How many lines in the entries below contain the string "instance", matching case exactly? Reply with the number alone.

** start DATASET ROWS **

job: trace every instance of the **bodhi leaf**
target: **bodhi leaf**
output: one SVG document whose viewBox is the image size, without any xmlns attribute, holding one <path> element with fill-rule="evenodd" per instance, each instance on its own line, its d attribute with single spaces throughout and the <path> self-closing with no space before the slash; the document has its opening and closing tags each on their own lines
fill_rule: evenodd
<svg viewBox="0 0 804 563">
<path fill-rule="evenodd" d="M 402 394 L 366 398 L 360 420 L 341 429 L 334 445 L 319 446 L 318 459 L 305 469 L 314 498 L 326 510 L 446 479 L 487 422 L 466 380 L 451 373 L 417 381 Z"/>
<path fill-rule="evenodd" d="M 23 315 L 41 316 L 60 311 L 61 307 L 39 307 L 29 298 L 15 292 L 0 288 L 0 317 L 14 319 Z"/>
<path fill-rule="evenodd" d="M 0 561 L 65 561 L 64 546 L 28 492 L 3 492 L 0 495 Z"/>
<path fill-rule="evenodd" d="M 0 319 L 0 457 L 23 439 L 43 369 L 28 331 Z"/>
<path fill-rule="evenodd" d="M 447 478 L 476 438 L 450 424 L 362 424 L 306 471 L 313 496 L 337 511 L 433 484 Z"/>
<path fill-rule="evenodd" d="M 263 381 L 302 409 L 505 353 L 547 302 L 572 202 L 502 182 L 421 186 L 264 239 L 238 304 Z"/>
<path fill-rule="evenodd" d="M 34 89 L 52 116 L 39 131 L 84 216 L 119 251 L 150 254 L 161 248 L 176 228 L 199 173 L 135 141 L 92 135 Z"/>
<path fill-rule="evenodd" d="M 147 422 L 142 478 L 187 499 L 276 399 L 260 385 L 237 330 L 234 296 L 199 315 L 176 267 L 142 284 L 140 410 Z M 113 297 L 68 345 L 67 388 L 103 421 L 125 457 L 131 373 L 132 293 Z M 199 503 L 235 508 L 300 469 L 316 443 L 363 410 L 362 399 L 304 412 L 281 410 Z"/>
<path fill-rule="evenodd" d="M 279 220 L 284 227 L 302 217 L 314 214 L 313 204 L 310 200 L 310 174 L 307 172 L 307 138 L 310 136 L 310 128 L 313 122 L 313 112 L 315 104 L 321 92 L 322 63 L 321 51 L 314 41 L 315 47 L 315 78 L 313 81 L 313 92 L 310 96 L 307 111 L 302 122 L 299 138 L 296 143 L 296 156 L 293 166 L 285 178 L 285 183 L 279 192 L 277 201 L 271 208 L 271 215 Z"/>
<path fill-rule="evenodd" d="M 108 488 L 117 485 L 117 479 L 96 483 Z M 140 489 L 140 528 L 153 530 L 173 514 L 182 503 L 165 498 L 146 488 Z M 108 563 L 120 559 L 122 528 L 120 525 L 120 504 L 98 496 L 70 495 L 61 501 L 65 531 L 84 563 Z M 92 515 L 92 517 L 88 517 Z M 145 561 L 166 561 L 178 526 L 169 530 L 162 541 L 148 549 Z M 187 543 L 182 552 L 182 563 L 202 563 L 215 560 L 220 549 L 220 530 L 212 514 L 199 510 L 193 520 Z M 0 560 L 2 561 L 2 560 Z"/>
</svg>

** end DATASET ROWS **

▶ _RESULT BELOW_: 2